*GIVEN EXERCISE:* Reproduce word for word the stretch of the listing below from the line containing "Review step: verify that every instance of the pink" through the end of the listing.

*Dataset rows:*
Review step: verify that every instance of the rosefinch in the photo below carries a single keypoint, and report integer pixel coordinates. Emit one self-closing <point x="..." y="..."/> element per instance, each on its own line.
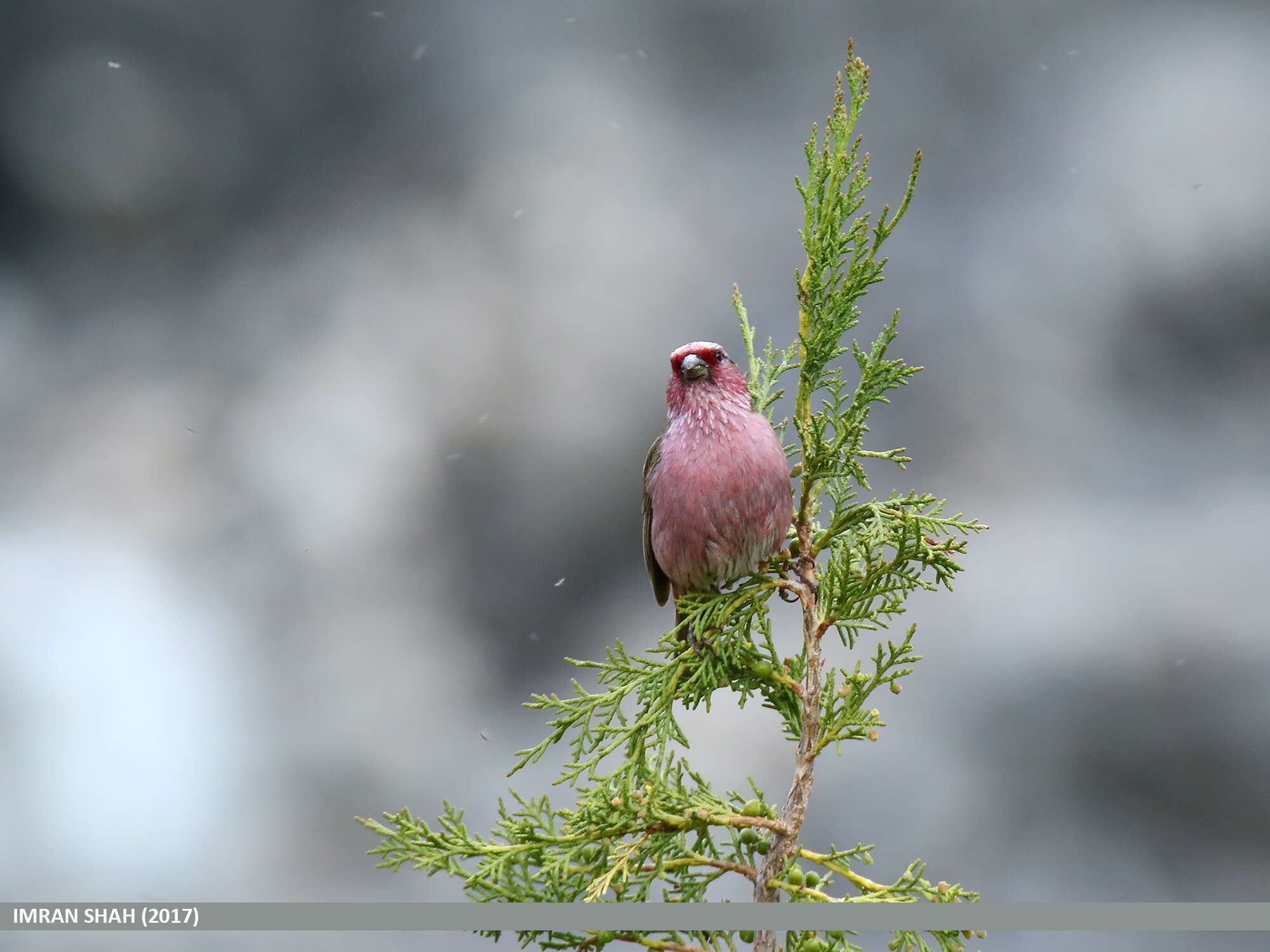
<point x="717" y="486"/>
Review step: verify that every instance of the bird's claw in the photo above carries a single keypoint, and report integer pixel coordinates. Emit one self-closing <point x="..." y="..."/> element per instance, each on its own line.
<point x="690" y="635"/>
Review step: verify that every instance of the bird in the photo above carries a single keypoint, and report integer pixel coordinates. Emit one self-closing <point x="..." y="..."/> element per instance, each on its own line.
<point x="717" y="486"/>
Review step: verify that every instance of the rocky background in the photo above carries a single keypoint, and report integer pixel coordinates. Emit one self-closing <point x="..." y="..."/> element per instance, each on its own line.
<point x="333" y="336"/>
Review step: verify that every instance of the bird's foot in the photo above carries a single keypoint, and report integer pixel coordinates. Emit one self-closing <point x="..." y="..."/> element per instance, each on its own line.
<point x="698" y="643"/>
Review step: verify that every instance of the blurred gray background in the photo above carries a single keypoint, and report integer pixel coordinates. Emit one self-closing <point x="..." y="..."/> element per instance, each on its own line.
<point x="333" y="337"/>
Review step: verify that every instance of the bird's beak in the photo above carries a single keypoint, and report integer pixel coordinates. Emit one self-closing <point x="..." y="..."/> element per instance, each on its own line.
<point x="694" y="367"/>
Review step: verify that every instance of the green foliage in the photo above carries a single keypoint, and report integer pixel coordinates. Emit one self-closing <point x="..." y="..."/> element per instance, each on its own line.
<point x="643" y="824"/>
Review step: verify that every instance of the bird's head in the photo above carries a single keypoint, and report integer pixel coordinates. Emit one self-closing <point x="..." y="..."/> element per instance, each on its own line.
<point x="702" y="373"/>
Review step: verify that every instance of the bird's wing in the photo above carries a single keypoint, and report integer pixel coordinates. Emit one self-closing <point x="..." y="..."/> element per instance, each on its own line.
<point x="661" y="585"/>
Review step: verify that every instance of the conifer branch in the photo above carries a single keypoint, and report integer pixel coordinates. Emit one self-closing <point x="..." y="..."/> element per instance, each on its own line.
<point x="642" y="818"/>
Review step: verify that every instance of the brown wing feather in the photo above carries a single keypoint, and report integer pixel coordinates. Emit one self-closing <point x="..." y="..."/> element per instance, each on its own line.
<point x="661" y="583"/>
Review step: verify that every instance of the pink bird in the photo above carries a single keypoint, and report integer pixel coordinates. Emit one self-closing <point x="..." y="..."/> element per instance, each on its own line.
<point x="717" y="486"/>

*FULL RESPONSE:*
Review step: verify that every instance of the pink bird in the photo above carries a single keypoint, and report integer pixel coordinates. Emit one self-closing <point x="..." y="..."/> element per instance, each on its own line.
<point x="717" y="486"/>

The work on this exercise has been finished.